----- Exercise input

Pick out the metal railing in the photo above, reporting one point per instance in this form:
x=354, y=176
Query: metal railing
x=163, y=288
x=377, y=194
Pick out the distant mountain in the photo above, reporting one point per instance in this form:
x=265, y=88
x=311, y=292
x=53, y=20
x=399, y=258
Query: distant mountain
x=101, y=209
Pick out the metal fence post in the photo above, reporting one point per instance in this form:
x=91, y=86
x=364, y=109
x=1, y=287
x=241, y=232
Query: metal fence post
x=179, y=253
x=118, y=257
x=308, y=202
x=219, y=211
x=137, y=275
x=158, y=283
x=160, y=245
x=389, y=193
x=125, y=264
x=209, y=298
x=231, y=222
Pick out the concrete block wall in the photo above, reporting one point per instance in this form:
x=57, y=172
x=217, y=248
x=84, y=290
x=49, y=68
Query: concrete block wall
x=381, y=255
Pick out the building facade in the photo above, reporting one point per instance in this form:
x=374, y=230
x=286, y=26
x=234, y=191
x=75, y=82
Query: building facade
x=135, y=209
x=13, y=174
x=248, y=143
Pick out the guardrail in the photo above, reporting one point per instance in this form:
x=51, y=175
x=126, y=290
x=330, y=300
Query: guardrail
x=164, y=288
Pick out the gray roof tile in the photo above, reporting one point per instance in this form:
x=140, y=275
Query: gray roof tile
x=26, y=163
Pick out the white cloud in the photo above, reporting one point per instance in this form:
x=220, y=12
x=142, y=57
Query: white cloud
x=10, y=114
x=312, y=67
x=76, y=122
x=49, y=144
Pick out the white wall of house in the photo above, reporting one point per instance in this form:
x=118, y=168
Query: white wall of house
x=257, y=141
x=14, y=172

----------

Task description:
Which lines in the records above contain the word "form"? Copy each one.

Answer for the task:
Pick out the metal railing in the photo above, reporting one point per instance in this form:
Pick out the distant mountain in the photo above, reporting one point per instance in this form:
Pick out the metal fence post in the photo above, reporting one point per instance in this form:
Pick out the concrete block wall in the photo above, reporting one point per instance in this form:
Pick out the building facade in the photo above, reporting one point per instance in this form:
Pick out the guardrail in the photo above, reporting one point per instance in this form:
Pick out the gray roof tile in the photo above, reporting one point per instance in this form:
Pick out the white cloud in the photo above, reporting one point per instance in this form:
Pick out the white wall of house in the photo above, reporting one point per instance in this form:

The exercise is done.